>> Begin RECORDS PROVIDED
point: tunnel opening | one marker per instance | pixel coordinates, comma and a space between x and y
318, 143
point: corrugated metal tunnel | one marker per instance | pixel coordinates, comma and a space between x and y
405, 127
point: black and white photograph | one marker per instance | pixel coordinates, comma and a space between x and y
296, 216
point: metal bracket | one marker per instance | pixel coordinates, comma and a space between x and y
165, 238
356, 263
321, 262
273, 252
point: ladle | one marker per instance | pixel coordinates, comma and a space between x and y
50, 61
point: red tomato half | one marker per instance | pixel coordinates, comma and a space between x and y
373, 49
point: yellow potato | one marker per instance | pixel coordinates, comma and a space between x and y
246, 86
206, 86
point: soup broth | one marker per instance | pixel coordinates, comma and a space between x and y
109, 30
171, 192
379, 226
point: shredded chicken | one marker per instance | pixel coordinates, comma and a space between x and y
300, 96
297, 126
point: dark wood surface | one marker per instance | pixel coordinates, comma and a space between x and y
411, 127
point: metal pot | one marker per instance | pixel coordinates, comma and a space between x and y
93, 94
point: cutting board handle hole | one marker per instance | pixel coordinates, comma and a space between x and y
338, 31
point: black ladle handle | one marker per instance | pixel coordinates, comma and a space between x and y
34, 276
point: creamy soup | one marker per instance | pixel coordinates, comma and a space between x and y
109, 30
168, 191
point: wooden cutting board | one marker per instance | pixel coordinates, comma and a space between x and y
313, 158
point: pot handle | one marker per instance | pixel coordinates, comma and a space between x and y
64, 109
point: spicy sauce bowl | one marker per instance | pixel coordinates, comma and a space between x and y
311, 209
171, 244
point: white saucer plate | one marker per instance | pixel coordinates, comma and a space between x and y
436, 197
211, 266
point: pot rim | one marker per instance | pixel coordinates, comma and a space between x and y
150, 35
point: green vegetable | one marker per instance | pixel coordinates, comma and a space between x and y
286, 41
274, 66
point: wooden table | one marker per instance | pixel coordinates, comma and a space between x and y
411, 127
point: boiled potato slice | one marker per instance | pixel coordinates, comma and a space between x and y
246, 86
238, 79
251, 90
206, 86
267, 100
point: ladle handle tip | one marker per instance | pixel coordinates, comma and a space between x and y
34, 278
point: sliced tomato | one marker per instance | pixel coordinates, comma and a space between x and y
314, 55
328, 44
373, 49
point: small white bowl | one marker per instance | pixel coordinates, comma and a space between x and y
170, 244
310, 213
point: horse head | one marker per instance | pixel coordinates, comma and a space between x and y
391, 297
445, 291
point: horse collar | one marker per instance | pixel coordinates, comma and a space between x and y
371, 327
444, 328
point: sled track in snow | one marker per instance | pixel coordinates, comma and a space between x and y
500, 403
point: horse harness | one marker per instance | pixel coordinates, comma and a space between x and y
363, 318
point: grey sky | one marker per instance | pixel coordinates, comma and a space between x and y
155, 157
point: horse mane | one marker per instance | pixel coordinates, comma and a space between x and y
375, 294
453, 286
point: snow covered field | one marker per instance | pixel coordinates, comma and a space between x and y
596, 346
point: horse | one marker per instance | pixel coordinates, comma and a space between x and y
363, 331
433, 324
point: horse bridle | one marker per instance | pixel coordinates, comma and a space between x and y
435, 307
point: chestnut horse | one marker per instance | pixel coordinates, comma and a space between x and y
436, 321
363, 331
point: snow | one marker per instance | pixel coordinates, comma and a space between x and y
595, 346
>> End RECORDS PROVIDED
■ TASK INSTRUCTIONS: Everything from the line containing "point: ladle handle" to the last line of the entries above should be quoted exactly, and only that.

■ PROBLEM SOLUTION:
point: ladle handle tip | one marker per instance | pixel coordinates, comma and a space between x and y
34, 278
point: sliced tomato | one marker per instance | pixel coordinates, comma and a space between x and y
314, 55
328, 44
373, 49
point: small white bowl | one marker per instance | pixel coordinates, comma and a space between x and y
170, 244
310, 213
point: horse head | one marker per instance | pixel coordinates, comma and a space between x and y
391, 297
445, 291
point: horse collar | one marker per instance | pixel coordinates, comma and a space between x and y
371, 327
444, 328
point: sled track in snow | one marker per instance | pixel coordinates, comma and a space between x and y
500, 403
point: horse harness | one marker per instance | pixel coordinates, comma and a space between x and y
363, 318
point: grey sky | one marker per instance | pixel coordinates, comma and a space between x and y
155, 157
point: horse mane | one marker per instance | pixel coordinates, comma and a space between x and y
375, 294
453, 286
point: snow covered field | one marker per instance | pixel coordinates, comma and a space between x and y
596, 346
point: horse | one marker per instance | pixel coordinates, comma and a space between x and y
363, 331
433, 324
point: horse bridle | one marker per instance | pixel coordinates, comma and a space between x and y
435, 307
point: chestnut horse | one marker per instance | pixel coordinates, comma and a space between x and y
436, 321
363, 331
point: snow | one marker per instance | pixel coordinates, comma and a space between x and y
595, 346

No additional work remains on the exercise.